- **MATERIAL FOR THE TASK**:
>>>>>

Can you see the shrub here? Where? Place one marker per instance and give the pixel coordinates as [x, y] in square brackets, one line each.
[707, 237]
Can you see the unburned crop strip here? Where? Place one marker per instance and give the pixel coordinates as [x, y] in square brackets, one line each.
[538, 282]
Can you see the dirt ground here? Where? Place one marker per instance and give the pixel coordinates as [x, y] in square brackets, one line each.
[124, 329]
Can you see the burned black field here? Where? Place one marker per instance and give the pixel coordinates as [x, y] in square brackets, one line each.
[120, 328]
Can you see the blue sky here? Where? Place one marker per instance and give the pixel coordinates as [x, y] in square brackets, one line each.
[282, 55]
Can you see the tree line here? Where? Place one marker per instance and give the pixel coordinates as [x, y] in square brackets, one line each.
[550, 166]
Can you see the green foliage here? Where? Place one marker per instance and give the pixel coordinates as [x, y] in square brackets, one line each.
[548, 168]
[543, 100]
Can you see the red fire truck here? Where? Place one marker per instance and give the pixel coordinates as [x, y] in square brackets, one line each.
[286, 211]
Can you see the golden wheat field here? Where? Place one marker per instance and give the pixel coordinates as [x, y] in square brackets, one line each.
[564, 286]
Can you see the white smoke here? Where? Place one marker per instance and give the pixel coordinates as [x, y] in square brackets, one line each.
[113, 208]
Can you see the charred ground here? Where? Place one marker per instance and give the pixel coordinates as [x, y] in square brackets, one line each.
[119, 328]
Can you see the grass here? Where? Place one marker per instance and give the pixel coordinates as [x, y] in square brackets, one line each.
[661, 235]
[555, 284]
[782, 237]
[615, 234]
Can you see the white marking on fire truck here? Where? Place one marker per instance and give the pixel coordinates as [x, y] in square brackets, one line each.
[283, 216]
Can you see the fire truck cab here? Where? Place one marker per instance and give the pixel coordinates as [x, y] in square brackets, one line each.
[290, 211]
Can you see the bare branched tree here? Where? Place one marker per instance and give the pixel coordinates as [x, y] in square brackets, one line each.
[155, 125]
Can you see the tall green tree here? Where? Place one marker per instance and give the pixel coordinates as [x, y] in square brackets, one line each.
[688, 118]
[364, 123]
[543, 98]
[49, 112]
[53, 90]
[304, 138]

<<<<<
>>>>>

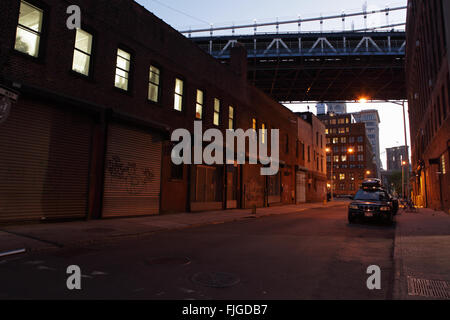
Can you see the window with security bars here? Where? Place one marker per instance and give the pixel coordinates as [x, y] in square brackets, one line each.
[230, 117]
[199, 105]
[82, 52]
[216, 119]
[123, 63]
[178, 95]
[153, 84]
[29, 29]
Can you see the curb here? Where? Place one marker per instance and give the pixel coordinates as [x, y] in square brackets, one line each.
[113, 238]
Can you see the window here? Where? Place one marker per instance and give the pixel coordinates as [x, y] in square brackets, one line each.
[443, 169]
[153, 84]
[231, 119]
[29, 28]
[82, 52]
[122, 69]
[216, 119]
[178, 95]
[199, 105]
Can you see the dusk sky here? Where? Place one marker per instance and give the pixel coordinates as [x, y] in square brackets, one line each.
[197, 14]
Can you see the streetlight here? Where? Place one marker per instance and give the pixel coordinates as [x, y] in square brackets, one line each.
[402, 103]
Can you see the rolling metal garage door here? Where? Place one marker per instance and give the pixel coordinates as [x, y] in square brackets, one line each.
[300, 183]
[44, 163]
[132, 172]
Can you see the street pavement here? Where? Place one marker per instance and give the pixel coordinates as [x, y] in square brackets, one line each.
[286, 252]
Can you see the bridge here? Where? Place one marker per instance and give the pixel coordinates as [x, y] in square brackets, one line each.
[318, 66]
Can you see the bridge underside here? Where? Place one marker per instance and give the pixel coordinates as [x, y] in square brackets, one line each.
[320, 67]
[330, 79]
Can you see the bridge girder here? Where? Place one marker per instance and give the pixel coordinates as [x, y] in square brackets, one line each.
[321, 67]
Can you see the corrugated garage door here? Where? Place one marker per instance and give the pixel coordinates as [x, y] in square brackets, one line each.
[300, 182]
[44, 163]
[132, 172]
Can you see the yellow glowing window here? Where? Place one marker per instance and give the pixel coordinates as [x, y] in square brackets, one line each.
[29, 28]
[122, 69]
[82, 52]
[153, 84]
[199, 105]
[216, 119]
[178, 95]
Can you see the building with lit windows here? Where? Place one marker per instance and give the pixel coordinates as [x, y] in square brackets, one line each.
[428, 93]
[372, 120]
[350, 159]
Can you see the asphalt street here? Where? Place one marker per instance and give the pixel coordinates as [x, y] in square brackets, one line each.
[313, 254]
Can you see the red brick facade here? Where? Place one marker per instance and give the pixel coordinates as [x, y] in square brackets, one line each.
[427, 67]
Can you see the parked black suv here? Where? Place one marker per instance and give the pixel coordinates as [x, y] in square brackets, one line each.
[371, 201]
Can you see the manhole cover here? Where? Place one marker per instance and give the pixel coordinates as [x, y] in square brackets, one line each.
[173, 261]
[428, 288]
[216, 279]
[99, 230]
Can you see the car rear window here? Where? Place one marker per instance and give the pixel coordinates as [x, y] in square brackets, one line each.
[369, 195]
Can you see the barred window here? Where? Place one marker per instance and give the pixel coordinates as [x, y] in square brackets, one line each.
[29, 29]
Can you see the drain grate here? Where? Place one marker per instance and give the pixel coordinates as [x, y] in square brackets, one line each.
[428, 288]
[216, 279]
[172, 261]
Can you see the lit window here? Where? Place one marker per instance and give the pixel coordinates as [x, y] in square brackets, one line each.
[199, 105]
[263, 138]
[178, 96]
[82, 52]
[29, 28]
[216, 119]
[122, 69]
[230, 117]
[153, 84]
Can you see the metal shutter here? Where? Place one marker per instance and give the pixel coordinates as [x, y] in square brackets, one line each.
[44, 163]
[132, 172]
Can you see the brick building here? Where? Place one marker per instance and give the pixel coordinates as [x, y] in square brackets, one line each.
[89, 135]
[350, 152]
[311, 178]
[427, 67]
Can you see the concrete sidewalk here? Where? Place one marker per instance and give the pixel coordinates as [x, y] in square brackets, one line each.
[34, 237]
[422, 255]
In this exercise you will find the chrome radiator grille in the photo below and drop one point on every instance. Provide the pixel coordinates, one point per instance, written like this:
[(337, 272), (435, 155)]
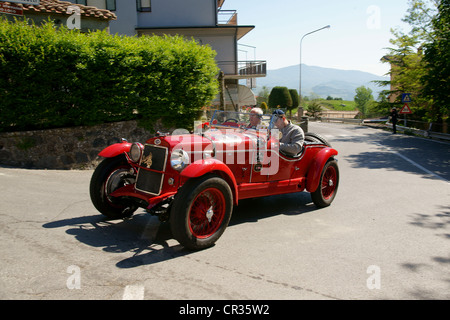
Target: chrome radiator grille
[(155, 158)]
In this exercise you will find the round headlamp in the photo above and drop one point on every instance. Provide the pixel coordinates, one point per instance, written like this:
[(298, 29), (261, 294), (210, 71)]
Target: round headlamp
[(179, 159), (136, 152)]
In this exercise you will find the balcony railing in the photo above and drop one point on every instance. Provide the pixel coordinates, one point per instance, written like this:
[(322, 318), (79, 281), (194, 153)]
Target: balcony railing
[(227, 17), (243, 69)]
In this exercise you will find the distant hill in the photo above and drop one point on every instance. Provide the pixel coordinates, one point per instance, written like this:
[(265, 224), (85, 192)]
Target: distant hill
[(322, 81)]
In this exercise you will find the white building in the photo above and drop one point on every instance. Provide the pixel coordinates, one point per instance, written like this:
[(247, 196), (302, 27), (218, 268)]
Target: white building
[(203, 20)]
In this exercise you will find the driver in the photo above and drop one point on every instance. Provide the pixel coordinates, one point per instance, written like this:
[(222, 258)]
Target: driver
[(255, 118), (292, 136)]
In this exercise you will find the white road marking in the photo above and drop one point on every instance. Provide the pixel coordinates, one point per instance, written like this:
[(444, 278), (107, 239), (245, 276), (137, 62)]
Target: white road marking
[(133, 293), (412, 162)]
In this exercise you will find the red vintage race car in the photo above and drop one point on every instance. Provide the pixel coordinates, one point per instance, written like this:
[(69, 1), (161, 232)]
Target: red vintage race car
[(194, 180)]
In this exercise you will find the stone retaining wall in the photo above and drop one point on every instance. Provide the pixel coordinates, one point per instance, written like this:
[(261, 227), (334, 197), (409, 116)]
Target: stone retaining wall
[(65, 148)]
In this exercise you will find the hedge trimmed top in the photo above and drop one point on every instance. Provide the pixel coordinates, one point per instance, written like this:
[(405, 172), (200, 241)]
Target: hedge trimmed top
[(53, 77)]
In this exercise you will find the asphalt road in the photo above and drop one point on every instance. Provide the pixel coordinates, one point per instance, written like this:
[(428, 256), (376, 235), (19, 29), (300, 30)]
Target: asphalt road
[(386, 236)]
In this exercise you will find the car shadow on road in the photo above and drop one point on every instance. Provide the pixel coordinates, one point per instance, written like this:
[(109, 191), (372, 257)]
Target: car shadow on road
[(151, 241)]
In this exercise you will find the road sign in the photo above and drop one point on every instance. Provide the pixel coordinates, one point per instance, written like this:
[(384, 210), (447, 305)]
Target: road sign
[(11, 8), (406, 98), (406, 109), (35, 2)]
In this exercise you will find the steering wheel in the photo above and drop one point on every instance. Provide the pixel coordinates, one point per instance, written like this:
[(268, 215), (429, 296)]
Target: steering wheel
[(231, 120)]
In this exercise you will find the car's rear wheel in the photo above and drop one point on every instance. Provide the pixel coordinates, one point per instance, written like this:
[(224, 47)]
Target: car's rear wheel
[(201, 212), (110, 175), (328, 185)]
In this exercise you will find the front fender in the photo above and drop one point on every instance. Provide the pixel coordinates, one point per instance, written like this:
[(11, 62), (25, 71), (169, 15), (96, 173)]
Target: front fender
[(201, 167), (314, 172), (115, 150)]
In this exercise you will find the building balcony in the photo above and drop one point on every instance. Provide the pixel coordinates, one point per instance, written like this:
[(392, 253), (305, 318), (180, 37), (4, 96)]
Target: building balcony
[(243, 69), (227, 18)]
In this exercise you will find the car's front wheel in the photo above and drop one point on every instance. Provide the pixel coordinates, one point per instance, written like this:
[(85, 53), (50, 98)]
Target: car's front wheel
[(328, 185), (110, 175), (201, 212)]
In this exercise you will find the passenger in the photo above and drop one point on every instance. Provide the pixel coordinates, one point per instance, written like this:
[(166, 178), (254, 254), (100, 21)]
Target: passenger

<<<<<

- **EXERCISE**: Reproduce exactly the lines of the records above from the one with "Can you see the concrete" to the one with "In this exercise you will find the chrome", both included, and leave out everything else.

- **RESPONSE TO THIS EXERCISE**:
Can you see the concrete sidewalk here? Where? Place one marker per instance and give the pixel coordinates as [x, y] in square brackets, one line each.
[34, 237]
[422, 255]
In this exercise you will find the chrome radiator grille in the photo below and drop one point on every instance. Provide the pixel coordinates, one point per instance, written like this:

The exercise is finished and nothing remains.